* Given instruction *
Extract every line of the records below verbatim, and omit the pictures from your output.

--

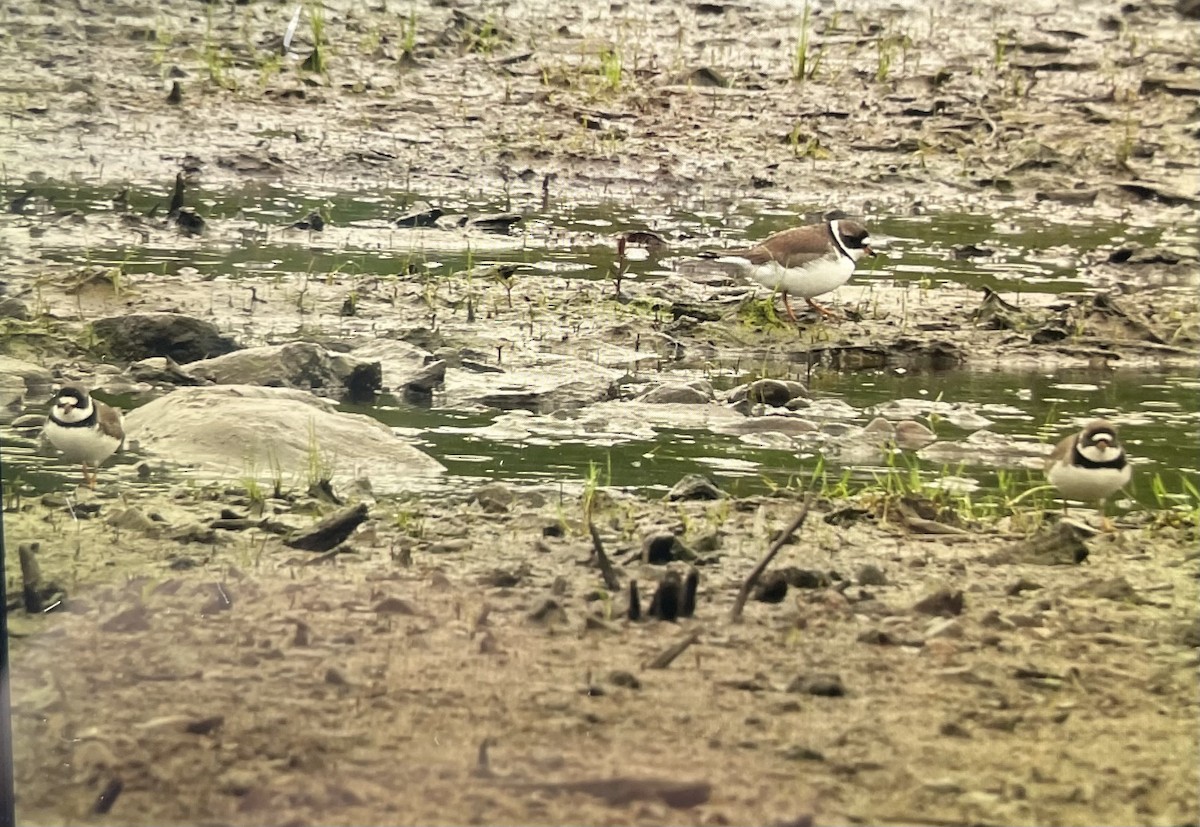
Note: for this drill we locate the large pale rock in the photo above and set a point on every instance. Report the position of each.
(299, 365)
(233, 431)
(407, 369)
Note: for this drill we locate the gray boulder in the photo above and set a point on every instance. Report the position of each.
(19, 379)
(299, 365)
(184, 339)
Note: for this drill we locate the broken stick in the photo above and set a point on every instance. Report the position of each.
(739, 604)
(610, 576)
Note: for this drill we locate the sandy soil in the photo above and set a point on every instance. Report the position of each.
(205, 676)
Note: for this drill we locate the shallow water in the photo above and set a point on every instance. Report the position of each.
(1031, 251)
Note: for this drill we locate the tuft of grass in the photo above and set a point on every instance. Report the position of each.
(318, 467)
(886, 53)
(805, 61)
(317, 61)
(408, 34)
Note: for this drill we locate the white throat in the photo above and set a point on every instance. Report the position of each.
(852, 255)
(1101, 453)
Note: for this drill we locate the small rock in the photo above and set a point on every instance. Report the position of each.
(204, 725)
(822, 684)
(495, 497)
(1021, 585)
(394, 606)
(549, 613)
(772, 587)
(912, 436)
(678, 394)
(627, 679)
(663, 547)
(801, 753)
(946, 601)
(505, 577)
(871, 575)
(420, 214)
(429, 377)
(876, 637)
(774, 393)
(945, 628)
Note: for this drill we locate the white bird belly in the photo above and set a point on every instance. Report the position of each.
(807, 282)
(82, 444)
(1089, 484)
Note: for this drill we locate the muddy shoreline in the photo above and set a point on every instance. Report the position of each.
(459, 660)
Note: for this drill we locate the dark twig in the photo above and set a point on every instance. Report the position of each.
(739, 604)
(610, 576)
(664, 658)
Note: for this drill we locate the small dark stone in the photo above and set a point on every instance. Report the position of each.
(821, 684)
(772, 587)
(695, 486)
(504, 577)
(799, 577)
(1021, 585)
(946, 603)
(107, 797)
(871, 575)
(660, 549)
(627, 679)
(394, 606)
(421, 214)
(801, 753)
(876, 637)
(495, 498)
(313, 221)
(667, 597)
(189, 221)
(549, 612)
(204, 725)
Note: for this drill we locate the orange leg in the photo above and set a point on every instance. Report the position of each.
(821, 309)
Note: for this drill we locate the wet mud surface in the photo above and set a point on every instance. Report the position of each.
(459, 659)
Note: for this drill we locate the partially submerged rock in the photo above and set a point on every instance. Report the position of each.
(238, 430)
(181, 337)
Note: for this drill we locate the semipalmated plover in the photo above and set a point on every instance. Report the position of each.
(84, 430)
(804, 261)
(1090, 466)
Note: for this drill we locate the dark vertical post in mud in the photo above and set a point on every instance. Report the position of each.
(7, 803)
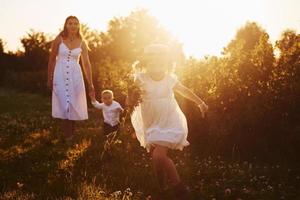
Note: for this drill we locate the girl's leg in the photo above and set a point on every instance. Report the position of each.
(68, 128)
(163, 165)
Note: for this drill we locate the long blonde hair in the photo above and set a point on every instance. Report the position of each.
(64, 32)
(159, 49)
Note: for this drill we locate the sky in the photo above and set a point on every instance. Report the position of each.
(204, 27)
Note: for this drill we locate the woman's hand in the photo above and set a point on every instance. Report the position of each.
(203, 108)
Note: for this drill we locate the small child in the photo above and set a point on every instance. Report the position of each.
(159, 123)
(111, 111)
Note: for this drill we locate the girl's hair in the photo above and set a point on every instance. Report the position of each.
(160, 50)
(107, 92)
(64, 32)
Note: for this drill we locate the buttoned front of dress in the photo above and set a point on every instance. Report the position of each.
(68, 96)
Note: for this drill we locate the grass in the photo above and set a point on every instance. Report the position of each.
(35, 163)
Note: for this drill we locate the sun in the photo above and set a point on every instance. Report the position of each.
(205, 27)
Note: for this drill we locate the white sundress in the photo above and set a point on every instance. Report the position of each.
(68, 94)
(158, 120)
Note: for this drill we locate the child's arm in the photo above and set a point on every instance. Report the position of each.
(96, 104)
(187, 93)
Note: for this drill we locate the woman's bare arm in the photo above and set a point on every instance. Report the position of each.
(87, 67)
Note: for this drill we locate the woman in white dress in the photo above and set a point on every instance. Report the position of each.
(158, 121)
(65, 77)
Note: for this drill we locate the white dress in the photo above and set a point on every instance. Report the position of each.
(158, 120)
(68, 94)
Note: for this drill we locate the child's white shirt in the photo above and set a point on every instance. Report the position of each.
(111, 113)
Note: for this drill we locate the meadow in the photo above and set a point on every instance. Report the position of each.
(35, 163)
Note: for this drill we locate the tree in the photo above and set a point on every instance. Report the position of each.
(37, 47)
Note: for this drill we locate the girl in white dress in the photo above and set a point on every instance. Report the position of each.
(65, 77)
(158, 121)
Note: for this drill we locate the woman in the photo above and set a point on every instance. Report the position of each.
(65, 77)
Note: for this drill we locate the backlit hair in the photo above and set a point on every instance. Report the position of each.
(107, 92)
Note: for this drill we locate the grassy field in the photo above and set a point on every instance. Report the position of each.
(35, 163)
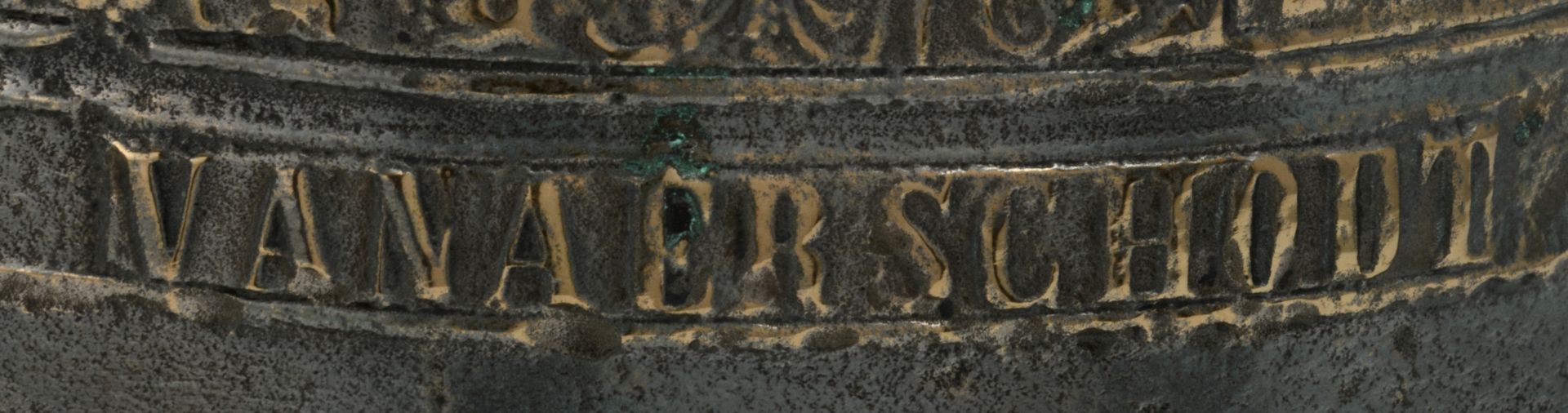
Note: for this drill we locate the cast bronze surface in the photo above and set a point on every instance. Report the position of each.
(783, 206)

--

* The output *
Note: for this drill we locate the large pale rock in the photo above and set a point on every instance. Report the position of each.
(299, 365)
(233, 431)
(407, 369)
Note: for this drill we locate the gray boulder in the photo above and set a point on every instance. Report the position of each.
(19, 379)
(299, 365)
(184, 339)
Note: for this drill we locate the broken stick in the photo above and set a point on every instance. Report the position of each.
(739, 604)
(610, 576)
Note: for this drill we locate the sandy soil in the photo above and set a point on every instance. Report the position of each.
(205, 676)
Note: for this drill we locate the shallow water in the photo above and set a point on every instance. Report the position of each.
(1031, 251)
Note: for this drill we locate the tuft of grass in the photo above and set a point on every instance. Report the position of each.
(318, 467)
(886, 53)
(805, 61)
(317, 61)
(408, 34)
Note: for this drill we locate the white throat in the photo above and set a point on every instance. Report the position of each.
(852, 255)
(1101, 453)
Note: for this drill we locate the small rock in the photo above and set a point on every instance. Report the position of each.
(204, 725)
(822, 684)
(495, 497)
(1021, 585)
(394, 606)
(549, 613)
(772, 587)
(912, 436)
(678, 394)
(627, 679)
(663, 547)
(801, 753)
(946, 601)
(505, 577)
(871, 575)
(420, 214)
(429, 377)
(876, 637)
(774, 393)
(945, 628)
Note: for this drill we locate the white bird belly in the photo above and set a point on every instance. Report the position of each.
(807, 282)
(82, 444)
(1089, 484)
Note: for this drill we locate the muddy shoreline in the photo above and set a point on every instance. Report the position of each.
(459, 660)
Note: for this drill we locate the dark twig in the photo above and set a point on every instance. Report the position of each.
(739, 604)
(610, 576)
(664, 658)
Note: for this drill we locate the small dark stone in the photo above and set a point on every instance. Report the position of each.
(821, 684)
(772, 587)
(695, 486)
(504, 577)
(799, 577)
(1021, 585)
(946, 603)
(107, 797)
(871, 575)
(660, 549)
(627, 679)
(394, 606)
(421, 214)
(801, 753)
(876, 637)
(495, 498)
(313, 221)
(667, 597)
(189, 221)
(549, 612)
(204, 725)
Note: for this drill we locate the orange leg in the photo above and set a point on every instance. Report the position of each.
(821, 309)
Note: for this drill we locate the wet mud surface in the photo above and set a point on every instance. Report the position of each.
(459, 659)
Note: for this drill we locate the partially submerged rock in the photo above and set a point on every instance. Report the position of each.
(238, 430)
(181, 337)
Note: for this drill we locate the semipalmated plover in the photo above and set a point on every instance. Report the position of each.
(84, 430)
(804, 261)
(1090, 466)
Note: for this drill we locate the dark vertical post in mud in the photo above and set a point on every instance. Report the position of each.
(7, 803)
Note: for this drill we locate the girl's leg in the photo above and set a point on every instance. Report the position of each.
(68, 128)
(163, 165)
Note: for this drill we locate the long blonde hair in the photo above and set a point on every instance. Report the position of each.
(64, 32)
(159, 49)
Note: for this drill we locate the sky in the photo above and set a point on every instance. Report the position of each.
(204, 27)
Note: for this drill we locate the woman's hand in the photo above and set a point on every instance. Report the position of each.
(203, 108)
Note: for this drill we locate the small child in the photo above and set a point on every instance. Report the position of each.
(159, 123)
(111, 111)
Note: for this drill we locate the girl's hair in the photo above and set a point on every instance. Report the position of each.
(160, 50)
(107, 92)
(64, 32)
Note: for this drill we locate the buttoned front of dress in the photo above and set a point on every instance. Report the position of each.
(68, 96)
Note: for this drill we locate the grass in the photo above and set a point on every instance. Report the position of each.
(35, 163)
Note: for this drill we locate the sun in the photo above and set a point on every instance. Report the position of each.
(205, 27)
Note: for this drill we locate the white sundress in the photo above and set a point on every instance. Report the position of each.
(68, 94)
(158, 120)
Note: for this drill we locate the child's arm in the photo above and set a point on every instance. Report the position of each.
(96, 104)
(187, 93)
Note: for this drill we locate the woman's bare arm in the photo above and set a point on every instance. Report the position of each.
(87, 67)
Note: for this drill we locate the woman in white dress in the photo above and set a point on every instance. Report the position of each.
(158, 121)
(65, 77)
Note: for this drill we locate the white dress in the photo above and set a point on every instance. Report the position of each.
(158, 120)
(68, 94)
Note: for this drill we locate the child's white shirt in the photo above and set a point on every instance. Report the position of each.
(111, 113)
Note: for this drill we locate the meadow in the photo above and set a point on every instance. Report the position of each.
(35, 163)
Note: for this drill we locate the tree in the photo above and set a point on every instance. Report the position of each.
(37, 47)
Note: for this drill we locate the girl in white dress in the photo above and set a point on every instance. Report the position of each.
(65, 77)
(158, 121)
Note: for this drill we locate the woman in the photo above and set a point on every instance. Report the position of each.
(65, 77)
Note: for this drill we locate the backlit hair in the photo above and set a point on every instance. Report the position of each.
(107, 92)
Note: for this drill we locate the grassy field in the photo above and set a point on every instance. Report the position of each.
(35, 163)
Note: for this drill we locate the cast bronze surface in the photo above and set a point on every instance. Report the position of each.
(783, 206)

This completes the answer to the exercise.